═════ Input for this task ═════
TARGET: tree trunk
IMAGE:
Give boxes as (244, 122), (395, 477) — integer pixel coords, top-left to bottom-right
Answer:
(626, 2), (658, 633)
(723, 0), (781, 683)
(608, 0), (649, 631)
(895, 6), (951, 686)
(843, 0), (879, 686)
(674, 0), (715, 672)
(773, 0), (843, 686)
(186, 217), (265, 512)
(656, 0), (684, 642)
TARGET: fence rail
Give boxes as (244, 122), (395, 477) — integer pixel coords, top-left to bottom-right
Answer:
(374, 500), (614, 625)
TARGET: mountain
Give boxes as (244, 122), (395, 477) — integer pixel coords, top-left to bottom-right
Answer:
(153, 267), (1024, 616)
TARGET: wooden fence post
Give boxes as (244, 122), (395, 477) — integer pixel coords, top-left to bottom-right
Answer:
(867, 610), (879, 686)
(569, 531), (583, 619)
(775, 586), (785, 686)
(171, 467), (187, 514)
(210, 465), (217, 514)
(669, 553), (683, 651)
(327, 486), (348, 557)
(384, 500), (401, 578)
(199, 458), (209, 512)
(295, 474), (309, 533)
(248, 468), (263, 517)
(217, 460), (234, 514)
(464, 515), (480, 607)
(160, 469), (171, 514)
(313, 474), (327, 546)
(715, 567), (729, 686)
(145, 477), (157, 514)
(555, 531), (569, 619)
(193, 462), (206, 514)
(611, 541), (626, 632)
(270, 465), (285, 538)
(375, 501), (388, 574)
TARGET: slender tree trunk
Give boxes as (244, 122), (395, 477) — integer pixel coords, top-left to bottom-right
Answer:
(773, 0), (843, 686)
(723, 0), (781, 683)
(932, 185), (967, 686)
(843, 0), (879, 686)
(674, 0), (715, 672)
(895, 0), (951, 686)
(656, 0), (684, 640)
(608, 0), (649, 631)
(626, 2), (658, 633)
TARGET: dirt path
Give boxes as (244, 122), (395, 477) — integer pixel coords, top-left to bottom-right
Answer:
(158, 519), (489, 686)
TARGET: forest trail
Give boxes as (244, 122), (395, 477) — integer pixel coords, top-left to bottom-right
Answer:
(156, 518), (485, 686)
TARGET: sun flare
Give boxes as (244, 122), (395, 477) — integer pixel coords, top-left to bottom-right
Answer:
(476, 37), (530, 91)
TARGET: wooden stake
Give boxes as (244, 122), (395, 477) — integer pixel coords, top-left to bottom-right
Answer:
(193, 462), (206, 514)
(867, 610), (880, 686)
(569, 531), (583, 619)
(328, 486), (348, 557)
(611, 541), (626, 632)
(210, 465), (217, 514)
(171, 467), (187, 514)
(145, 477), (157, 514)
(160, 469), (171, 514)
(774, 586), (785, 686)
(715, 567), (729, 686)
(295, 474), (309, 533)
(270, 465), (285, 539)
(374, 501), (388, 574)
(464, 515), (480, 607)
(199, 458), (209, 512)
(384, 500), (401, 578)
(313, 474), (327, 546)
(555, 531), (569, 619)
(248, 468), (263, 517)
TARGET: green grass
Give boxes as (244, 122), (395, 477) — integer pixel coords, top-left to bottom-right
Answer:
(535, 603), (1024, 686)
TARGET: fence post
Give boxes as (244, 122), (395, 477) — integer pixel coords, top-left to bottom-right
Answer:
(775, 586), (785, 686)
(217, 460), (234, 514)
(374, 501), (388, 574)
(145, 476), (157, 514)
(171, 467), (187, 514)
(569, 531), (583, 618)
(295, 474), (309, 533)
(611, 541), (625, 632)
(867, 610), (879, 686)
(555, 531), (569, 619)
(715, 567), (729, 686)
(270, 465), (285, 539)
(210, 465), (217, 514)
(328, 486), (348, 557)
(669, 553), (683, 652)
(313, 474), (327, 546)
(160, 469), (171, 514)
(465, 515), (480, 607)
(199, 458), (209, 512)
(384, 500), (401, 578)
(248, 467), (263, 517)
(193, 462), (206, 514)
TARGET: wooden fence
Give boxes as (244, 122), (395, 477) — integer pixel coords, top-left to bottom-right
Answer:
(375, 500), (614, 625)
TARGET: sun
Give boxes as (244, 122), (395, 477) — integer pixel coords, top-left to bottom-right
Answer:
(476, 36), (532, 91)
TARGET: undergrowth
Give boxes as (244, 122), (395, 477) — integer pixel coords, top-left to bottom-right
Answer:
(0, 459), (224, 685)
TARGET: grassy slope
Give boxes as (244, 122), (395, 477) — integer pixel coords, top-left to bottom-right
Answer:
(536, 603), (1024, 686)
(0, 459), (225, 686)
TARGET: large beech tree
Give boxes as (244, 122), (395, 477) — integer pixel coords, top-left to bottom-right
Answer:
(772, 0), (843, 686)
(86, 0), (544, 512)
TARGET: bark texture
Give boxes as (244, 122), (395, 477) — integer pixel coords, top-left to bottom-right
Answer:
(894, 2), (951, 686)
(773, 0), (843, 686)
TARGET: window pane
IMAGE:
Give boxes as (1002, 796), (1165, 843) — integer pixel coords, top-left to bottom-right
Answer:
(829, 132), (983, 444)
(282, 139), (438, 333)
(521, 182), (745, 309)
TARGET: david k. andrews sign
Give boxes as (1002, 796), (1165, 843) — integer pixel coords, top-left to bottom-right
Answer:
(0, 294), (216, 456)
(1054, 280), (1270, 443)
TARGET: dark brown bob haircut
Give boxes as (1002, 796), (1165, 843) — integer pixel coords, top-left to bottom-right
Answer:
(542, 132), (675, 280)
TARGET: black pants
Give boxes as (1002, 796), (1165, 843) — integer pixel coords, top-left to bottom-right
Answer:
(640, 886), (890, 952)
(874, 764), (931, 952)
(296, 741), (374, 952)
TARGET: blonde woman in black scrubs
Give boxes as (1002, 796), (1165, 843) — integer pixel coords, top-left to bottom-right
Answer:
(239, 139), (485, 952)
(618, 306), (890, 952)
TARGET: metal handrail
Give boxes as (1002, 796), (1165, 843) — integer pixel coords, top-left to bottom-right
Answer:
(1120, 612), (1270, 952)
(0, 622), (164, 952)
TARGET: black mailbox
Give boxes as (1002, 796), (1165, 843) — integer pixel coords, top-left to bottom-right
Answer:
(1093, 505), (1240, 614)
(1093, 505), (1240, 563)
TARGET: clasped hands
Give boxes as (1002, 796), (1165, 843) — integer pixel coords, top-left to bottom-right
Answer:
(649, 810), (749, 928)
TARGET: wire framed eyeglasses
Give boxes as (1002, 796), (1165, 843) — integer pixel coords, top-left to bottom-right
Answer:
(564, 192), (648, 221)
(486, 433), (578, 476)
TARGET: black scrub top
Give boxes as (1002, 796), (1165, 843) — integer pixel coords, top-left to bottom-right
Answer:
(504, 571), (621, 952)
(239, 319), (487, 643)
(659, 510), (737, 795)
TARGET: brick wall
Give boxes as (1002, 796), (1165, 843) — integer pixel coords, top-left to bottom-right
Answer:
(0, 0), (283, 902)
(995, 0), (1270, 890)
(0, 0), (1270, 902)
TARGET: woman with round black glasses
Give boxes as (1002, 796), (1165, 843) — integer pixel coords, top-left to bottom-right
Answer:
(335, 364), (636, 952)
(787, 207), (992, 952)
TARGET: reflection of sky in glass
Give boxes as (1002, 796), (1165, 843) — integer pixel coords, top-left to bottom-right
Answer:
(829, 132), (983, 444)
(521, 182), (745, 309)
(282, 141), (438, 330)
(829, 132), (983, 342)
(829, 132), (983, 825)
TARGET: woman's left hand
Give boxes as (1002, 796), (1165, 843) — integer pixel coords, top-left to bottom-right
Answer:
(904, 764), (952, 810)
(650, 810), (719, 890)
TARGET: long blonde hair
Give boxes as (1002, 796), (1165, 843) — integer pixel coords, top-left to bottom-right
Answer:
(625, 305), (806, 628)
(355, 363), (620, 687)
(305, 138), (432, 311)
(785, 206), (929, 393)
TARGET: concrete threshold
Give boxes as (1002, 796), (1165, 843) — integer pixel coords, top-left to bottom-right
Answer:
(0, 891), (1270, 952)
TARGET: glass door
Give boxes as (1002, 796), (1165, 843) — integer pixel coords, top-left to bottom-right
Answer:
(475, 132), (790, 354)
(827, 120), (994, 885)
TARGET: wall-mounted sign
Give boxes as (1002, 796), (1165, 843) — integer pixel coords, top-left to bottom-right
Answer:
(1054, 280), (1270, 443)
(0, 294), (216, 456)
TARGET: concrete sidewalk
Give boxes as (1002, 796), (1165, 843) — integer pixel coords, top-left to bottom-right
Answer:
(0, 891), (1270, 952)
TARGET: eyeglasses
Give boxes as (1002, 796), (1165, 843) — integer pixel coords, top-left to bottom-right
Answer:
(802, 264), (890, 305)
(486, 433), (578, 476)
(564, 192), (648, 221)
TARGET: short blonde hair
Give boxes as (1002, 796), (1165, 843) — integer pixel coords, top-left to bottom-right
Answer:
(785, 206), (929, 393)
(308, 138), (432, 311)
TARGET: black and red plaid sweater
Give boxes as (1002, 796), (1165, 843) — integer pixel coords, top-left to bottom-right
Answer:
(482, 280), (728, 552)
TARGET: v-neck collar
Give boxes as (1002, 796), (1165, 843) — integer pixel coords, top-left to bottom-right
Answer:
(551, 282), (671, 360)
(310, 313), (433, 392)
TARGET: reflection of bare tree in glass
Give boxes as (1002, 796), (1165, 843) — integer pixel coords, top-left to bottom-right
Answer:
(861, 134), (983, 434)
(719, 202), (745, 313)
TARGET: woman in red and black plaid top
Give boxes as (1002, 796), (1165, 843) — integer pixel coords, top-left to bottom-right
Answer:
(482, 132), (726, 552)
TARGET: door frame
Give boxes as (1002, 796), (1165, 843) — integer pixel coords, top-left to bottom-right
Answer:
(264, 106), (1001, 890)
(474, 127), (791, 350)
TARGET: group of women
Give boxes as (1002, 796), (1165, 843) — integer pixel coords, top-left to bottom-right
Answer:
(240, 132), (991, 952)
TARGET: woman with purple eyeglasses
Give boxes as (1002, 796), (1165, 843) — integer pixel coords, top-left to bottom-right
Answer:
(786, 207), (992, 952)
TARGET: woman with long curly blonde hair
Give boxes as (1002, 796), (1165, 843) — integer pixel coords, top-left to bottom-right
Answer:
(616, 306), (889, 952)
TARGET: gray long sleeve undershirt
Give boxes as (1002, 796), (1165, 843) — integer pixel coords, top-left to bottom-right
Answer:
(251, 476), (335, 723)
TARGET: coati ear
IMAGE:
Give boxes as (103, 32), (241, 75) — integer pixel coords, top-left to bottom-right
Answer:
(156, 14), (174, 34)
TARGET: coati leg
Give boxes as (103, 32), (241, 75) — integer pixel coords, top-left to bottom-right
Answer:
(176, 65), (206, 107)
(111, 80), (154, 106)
═════
_Exercise prompt_
Rewrite everything in the records from the line containing "TARGET: concrete sidewalk" down through the line containing "(308, 138), (432, 311)", replacing "eyeglasses" with "spectacles" and leaving all else unchanged.

_Full output_
TARGET: concrete sidewalk
Give boxes as (1002, 796), (1165, 843) — integer pixel coords, top-left to bottom-right
Answer:
(0, 891), (1270, 952)
TARGET: spectacles
Give boxes as (1002, 796), (1165, 843) — integer pixel coords, top-left to bottom-right
Answer:
(802, 264), (890, 305)
(486, 433), (578, 476)
(564, 192), (648, 221)
TARGET: short blonde hair
Give boxes as (1002, 796), (1165, 843) — integer pixel coords, top-left to bottom-right
Answer:
(785, 206), (929, 393)
(308, 138), (432, 311)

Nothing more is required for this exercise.